DATASET ROWS

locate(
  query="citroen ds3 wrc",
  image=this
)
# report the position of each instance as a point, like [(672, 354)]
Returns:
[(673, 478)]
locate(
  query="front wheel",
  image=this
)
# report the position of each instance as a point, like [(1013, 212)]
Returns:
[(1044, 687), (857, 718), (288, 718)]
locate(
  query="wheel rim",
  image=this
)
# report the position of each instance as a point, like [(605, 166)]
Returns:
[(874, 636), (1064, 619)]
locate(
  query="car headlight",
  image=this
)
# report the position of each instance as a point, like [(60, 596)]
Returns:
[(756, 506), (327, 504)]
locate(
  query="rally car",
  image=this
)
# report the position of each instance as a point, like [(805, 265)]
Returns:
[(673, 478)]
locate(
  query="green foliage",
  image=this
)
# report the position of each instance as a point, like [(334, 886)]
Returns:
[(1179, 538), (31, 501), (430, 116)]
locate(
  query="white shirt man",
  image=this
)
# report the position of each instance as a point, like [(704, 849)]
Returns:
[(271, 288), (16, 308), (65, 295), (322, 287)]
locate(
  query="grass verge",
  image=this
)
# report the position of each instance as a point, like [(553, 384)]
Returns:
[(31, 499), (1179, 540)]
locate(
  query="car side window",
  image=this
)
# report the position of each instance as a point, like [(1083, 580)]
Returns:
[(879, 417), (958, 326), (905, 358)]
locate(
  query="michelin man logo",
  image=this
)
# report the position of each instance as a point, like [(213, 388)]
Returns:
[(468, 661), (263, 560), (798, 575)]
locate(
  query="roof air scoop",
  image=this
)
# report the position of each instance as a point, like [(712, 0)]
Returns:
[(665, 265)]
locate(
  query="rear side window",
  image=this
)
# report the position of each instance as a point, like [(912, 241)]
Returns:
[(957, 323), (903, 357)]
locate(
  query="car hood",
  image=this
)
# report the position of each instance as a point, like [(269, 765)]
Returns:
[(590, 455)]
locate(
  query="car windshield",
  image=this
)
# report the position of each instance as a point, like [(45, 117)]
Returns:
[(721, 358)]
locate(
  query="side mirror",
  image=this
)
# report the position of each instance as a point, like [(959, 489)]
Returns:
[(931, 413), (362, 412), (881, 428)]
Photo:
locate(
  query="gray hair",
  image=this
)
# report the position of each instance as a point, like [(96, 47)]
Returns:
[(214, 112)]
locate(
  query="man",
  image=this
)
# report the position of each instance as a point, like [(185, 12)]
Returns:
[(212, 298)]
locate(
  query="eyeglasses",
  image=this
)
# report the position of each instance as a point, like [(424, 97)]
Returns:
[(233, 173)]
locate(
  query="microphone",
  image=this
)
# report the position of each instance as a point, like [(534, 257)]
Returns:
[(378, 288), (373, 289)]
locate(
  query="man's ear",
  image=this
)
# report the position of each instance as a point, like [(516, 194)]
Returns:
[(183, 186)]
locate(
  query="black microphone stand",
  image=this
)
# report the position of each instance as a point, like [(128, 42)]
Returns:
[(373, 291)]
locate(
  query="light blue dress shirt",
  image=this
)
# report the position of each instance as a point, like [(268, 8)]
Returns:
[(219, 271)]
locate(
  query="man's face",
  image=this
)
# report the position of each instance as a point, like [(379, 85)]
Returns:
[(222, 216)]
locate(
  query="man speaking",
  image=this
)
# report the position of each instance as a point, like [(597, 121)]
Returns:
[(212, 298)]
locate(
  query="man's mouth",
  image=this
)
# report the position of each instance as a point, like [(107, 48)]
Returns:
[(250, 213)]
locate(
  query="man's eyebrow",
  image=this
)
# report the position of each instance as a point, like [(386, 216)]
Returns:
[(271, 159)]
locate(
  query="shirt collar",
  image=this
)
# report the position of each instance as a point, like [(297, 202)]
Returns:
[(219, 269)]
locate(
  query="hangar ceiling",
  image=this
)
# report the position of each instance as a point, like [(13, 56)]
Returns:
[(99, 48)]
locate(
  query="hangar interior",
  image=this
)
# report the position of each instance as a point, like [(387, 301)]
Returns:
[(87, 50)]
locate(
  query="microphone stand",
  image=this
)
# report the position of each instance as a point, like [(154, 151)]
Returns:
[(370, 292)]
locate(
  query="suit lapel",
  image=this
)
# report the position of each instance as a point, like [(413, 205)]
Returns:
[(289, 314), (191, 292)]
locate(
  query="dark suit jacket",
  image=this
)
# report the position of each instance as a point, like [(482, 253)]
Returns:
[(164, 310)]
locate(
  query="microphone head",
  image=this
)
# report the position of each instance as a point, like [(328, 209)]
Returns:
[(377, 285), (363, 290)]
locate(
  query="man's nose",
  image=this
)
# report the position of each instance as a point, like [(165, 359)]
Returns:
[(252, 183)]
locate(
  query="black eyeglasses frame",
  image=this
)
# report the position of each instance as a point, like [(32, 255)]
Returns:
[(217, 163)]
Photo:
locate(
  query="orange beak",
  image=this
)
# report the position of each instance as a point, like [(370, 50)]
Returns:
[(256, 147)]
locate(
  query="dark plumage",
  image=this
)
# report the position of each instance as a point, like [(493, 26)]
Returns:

WHAT IS ASKED
Word for word, write out the data.

THE COMPLETED TASK
locate(
  query="citroen ds3 wrc",
  image=this
)
# report the position of each instance as a point, like [(672, 354)]
Returns:
[(673, 478)]
locate(
  query="front wheel",
  image=this
)
# report the position of each instance as a point, like [(1013, 212)]
Returns:
[(1044, 687), (857, 718), (288, 718)]
locate(
  query="wheel rim",
  image=this
)
# report the position of each instance as a point, like [(605, 166)]
Returns:
[(874, 636), (1064, 619)]
locate(
  query="car headlight",
  image=this
)
# report the position of each instance as a point, like [(60, 596)]
Returns:
[(756, 506), (327, 504)]
locate(
  query="rally car",
  image=this
)
# report the position of each instance as a point, like [(805, 265)]
Returns:
[(673, 478)]
locate(
  query="green foliage",
  image=this
)
# report the position of each instance as a point, like [(334, 886)]
Returns:
[(1179, 538), (31, 501), (430, 116)]
locate(
  query="white shirt man",
  image=this
)
# report the position of each instance as a point, like [(704, 849)]
Returns:
[(271, 288), (16, 308), (65, 295), (322, 287)]
locate(
  query="grass verge",
  image=this
)
# report the position of each instance as a point, like [(553, 384)]
Returns:
[(31, 499), (1179, 540)]
locate(
  query="car side window",
  image=this
)
# report the position of each instance as a point, like [(1083, 580)]
Returns:
[(879, 417), (958, 326), (905, 358)]
locate(
  query="michelin man logo",
  image=this
)
# report the position of each instance as a point, like [(213, 388)]
Returns:
[(468, 661), (263, 560), (798, 575)]
locate(
  query="roof air scoop",
  image=this
)
# report the position of each instance as a point, like [(712, 0)]
Returns:
[(665, 265)]
locate(
  query="rear side window",
  image=this
)
# report the position of each instance as a point, like [(912, 241)]
Returns:
[(957, 323), (903, 357)]
locate(
  query="car hood",
  image=this
)
# report the position of each instance as a point, like [(269, 765)]
Returns:
[(590, 455)]
locate(
  query="car windshield",
  image=this
)
# report the position of each instance as a point, like [(45, 117)]
Returns:
[(721, 358)]
locate(
  query="side mirror",
  image=this
)
# report the position of each instance as a point, like [(959, 489)]
Returns:
[(931, 413), (362, 412), (881, 428)]
Photo:
locate(
  query="gray hair",
  image=this
)
# report the position of each instance as a point, like [(96, 47)]
Returns:
[(214, 112)]
locate(
  query="man",
  image=this
)
# report the position of each instance as a point, like [(185, 12)]
Returns:
[(212, 298)]
locate(
  query="eyeglasses",
  image=this
)
# report the position of each instance as a point, like [(424, 97)]
Returns:
[(233, 173)]
locate(
  query="microphone",
  image=this
)
# report the position of each instance as a point, like [(534, 257)]
Returns:
[(378, 288), (373, 289)]
locate(
  query="man's ear",
  image=this
)
# report the position of each instance as a point, like [(516, 194)]
Returns:
[(183, 186)]
locate(
  query="black microphone stand",
  image=this
)
# report the position of each instance as a point, like [(128, 42)]
Returns:
[(373, 291)]
locate(
  query="light blue dress shirt",
  image=this
)
# report the position of each instance as a point, like [(268, 8)]
Returns:
[(219, 271)]
locate(
  query="man's face",
  image=this
)
# report the position of each instance as a point, like [(379, 85)]
Returns:
[(222, 216)]
locate(
  query="man speaking",
  image=this
)
# report the position of each instance as a point, like [(597, 121)]
Returns:
[(212, 298)]
locate(
  query="man's mouth",
  image=this
)
# report the position of each instance as a point, like [(107, 48)]
Returns:
[(250, 213)]
locate(
  query="man's eyebrow",
  image=this
)
# report the position of each instance as a point, like [(386, 216)]
Returns:
[(271, 159)]
locate(
  query="shirt collar",
  image=this
)
# report the position of each instance as a point, like [(297, 202)]
Returns:
[(219, 269)]
locate(
  query="hangar ceiling",
  image=this
)
# report the position of each instance as a point, like [(13, 56)]
Returns:
[(99, 48)]
locate(
  query="hangar interior",
  image=this
)
# report the position of each instance as a point, like [(387, 301)]
Returns:
[(87, 50)]
locate(
  query="microphone stand",
  image=this
)
# report the position of each instance as a point, like [(154, 151)]
Returns:
[(370, 292)]
locate(
  query="suit lapel",
  image=this
)
# report the position of each instance as a point, like [(413, 205)]
Returns:
[(289, 314), (191, 292)]
locate(
  query="dark suit jacket",
  image=this
)
# report the position of each instance as a point, like [(482, 253)]
Returns:
[(164, 310)]
locate(
  query="microphone head",
  image=this
)
# report the position of each instance as a point, like [(328, 209)]
Returns:
[(377, 285), (363, 290)]
locate(
  query="man's nose",
  image=this
)
# report the position of each instance as a point, like [(165, 359)]
Returns:
[(252, 183)]
locate(
  query="black eyeglasses frame",
  image=this
)
# report the position of each instance as a point, like [(32, 255)]
Returns:
[(217, 163)]
Photo:
locate(
  query="orange beak",
  image=this
)
# report the position of each instance as a point, like [(370, 50)]
Returns:
[(256, 147)]
locate(
  query="dark plumage",
  image=this
)
# report the position of each instance as a point, like [(493, 26)]
Returns:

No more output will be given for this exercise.